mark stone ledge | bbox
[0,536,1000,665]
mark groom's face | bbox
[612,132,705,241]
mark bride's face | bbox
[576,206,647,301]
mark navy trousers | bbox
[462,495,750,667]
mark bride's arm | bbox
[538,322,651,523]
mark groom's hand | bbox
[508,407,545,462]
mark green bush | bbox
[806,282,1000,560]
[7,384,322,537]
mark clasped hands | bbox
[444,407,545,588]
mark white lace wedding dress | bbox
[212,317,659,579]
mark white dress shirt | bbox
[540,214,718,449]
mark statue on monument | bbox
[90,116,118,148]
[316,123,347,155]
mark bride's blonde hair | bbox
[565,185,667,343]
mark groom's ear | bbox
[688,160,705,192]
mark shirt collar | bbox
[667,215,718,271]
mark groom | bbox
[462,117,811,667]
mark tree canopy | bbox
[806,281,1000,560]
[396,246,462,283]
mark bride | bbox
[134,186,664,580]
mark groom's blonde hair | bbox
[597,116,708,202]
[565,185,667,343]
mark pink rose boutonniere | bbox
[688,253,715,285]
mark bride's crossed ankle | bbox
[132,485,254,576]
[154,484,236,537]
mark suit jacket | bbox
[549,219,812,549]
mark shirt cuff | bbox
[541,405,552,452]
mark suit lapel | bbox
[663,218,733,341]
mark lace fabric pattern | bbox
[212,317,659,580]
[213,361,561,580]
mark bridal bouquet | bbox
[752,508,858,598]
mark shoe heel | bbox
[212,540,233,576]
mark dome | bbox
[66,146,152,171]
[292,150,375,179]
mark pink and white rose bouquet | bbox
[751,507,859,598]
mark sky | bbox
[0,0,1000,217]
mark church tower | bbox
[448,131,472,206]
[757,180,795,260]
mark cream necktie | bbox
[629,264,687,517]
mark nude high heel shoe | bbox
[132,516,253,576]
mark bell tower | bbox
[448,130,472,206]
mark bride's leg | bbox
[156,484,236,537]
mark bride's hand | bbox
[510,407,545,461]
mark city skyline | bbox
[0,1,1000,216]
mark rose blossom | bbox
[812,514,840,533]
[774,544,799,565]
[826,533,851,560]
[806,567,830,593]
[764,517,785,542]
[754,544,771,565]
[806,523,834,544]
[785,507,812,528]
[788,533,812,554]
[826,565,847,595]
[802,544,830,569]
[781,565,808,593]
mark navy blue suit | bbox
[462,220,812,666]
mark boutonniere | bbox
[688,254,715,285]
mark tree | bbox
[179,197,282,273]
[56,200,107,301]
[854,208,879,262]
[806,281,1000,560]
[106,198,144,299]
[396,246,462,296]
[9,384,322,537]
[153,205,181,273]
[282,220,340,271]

——

__WHAT NEEDS TO BE DONE__
Please rewrite all of the rows above, swapping "bouquet" for "posy" everywhere and leaving everything else unchanged.

__RESULT FOR THIS EXERCISE__
mark stone ledge | bbox
[0,536,1000,665]
mark groom's face | bbox
[612,132,705,241]
mark bride's face | bbox
[576,206,647,301]
mark navy trousers | bbox
[462,495,750,667]
mark bride's arm | bbox
[538,322,651,523]
mark groom's hand | bbox
[508,407,545,462]
mark green bush | bbox
[806,282,1000,560]
[7,384,322,537]
mark clasped hands | bbox
[444,407,545,588]
mark white lace wedding dress | bbox
[212,317,659,579]
mark white dress shirt | bbox
[540,214,718,449]
mark statue on monument | bbox
[90,116,118,148]
[316,123,347,155]
mark bride's blonde hair | bbox
[565,185,667,343]
mark groom's ear | bbox
[688,160,705,192]
mark shirt collar | bbox
[667,215,718,271]
mark groom | bbox
[462,117,811,667]
mark tree canopy | bbox
[806,281,1000,560]
[396,246,462,283]
mark bride | bbox
[134,186,664,580]
mark groom's blonde hair | bbox
[597,116,708,202]
[565,185,667,343]
mark pink rose boutonniere | bbox
[688,253,715,285]
mark bride's crossed ankle | bbox
[132,485,254,576]
[154,484,236,537]
mark suit jacket | bbox
[549,219,812,549]
mark shirt cuff | bbox
[541,405,552,452]
mark suit lapel | bbox
[663,218,733,341]
mark lace fabric pattern | bbox
[212,317,659,580]
[213,361,561,580]
mark bridal posy | bbox
[752,508,858,598]
mark shoe heel | bbox
[212,540,233,576]
mark dome | bbox
[66,146,152,171]
[292,150,375,179]
mark pink and white rose posy | bbox
[751,507,859,598]
mark sky | bbox
[0,0,1000,217]
mark church tower | bbox
[448,131,472,206]
[757,180,795,260]
mark cream necktie | bbox
[629,264,687,517]
mark nude high heel shoe | bbox
[132,516,253,576]
mark bell tower | bbox
[448,130,472,206]
mark bride's leg | bbox
[156,484,236,537]
mark bride's hand | bbox
[510,407,545,461]
mark city skyline | bbox
[0,1,1000,216]
mark rose blossom | bbox
[812,514,840,533]
[774,544,799,565]
[826,533,851,560]
[806,567,830,593]
[764,517,785,542]
[754,544,771,565]
[806,523,834,544]
[785,507,812,528]
[788,533,812,554]
[826,565,847,595]
[802,544,830,569]
[781,565,808,593]
mark navy blue suit | bbox
[462,220,812,666]
mark boutonniere | bbox
[688,254,715,285]
mark tree | bbox
[179,197,282,273]
[56,200,107,301]
[854,208,879,262]
[806,281,1000,560]
[106,198,144,299]
[396,246,462,296]
[9,384,322,537]
[153,205,181,273]
[282,220,340,271]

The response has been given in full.